One of the main advantages of KNN is its minimal preprocessing requirements. Unlike many other models that require significant data transformation, such as feature scaling or normalization, KNN performs well with raw data as long as the features are comparable in scale, where we already applied StandardScaler in preprocessing. Additionally, KNN can be very effective with smaller to medium-sized datasets, which is often the case when dealing with real-world classification tasks. It also performs well in multi-class classification problems, such as predicting income levels, where the goal is to classify a data point into one of several categories (e.g., <=50K or >50K).

Another significant reason for choosing KNN is its interpretability. KNN provides a simple explanation for its predictions—by showing which data points are most similar to the one being classified. This makes it easy to communicate the reasoning behind each prediction to stakeholders. Unlike more complex models like decision trees or neural networks, KNN doesn’t rely on intricate structures, and its decision-making process is intuitive. It is also less prone to overfitting compared to highly complex models, as it doesn’t require learning a complicated set of parameters but instead depends on local patterns within the data.

▶ **Given records**
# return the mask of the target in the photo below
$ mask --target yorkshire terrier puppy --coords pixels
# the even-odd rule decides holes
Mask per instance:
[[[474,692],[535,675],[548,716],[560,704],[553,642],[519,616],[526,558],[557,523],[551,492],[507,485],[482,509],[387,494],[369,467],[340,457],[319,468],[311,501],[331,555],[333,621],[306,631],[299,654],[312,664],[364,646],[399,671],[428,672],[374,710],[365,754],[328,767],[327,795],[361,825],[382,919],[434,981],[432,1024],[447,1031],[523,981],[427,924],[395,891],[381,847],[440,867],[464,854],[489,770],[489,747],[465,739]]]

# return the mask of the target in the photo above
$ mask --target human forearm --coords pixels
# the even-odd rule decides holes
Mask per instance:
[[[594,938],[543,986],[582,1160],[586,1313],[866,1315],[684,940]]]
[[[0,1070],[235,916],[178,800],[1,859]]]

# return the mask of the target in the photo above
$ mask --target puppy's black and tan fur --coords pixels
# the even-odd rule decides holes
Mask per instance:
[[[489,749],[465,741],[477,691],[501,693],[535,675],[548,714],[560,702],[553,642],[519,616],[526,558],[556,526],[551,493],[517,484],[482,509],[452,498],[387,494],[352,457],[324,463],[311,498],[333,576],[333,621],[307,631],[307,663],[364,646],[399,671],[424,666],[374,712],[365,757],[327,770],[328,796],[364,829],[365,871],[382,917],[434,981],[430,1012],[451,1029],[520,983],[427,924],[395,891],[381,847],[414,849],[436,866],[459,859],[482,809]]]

▶ **Given problem 1**
Rescale the rows from the start of the rows through the line holding "[[[0,1070],[235,916],[178,800],[1,859]]]", inclusive, and write out all those lines again with the requests kept. Multiply every polygon coordinate in the answers by 2.45 and round to whole numbers, rounding halves up.
▶ **Given problem 2**
Write the next part of the KNN passage, picking up after its final sentence.
The KNN passage and the rows come from unrelated sources.

▶ **Exercise result 1**
# return the mask of the target in the photo below
$ mask --target yorkshire terrier puppy --coords pixels
# the even-odd rule decides holes
Mask per instance:
[[[1161,1695],[1311,1654],[1343,1754],[1372,1725],[1355,1573],[1272,1509],[1289,1367],[1365,1281],[1350,1205],[1242,1188],[1181,1247],[948,1210],[904,1144],[833,1120],[782,1147],[762,1227],[811,1360],[816,1521],[750,1546],[733,1602],[764,1627],[892,1583],[978,1644],[1049,1646],[916,1740],[894,1847],[804,1879],[801,1948],[884,2021],[936,2252],[1063,2403],[1058,2509],[1095,2526],[1281,2403],[1046,2264],[968,2183],[933,2075],[1078,2124],[1137,2092],[1198,1887],[1198,1830],[1139,1811]]]

# return the mask of the target in the photo above
$ mask --target human forearm --coords pixels
# the even-odd rule decides holes
Mask per instance:
[[[1455,2298],[1330,2416],[1426,2842],[1436,3217],[2122,3222],[1676,2303]]]
[[[0,2622],[576,2244],[436,1960],[2,2105]]]

▶ **Exercise result 2**
While other methods, such as logistic regression, support vector machines, and decision trees, could have been used, they come with certain limitations. For instance, logistic regression assumes a linear relationship between features and outcomes, which is often not the case in complex datasets like income prediction in our project. Decision trees can easily overfit, especially if the tree is too deep or not pruned correctly. Support vector machines require careful parameter tuning and may struggle with larger datasets. In contrast, KNN provides a straightforward, flexible, and interpretable approach that works well for the income classification task at hand, particularly given the non-linear and diverse nature of the relationships in the dataset.

In summary, KNN was selected for this task because it provides a simple, effective, and interpretable model that adapts to the non-linear structure of the income prediction problem without the need for complex preprocessing or parameter tuning. It is particularly useful when the data is small to medium-sized, and the goal is to quickly and accurately classify data based on local patterns.

Model Test Score and Prediction

Finally, the model is scored on the unseen examples.

Additionally, Figure 7 displays the hard predictions the model does on the test data.

The test score was 0.781.

The Confusion Matrix above displays the types of errors that the model is making. While accuracy is being used as primary scorer, the Confusion Matrix offers information on precision and recall, should they be selected as primary scorers in future developments.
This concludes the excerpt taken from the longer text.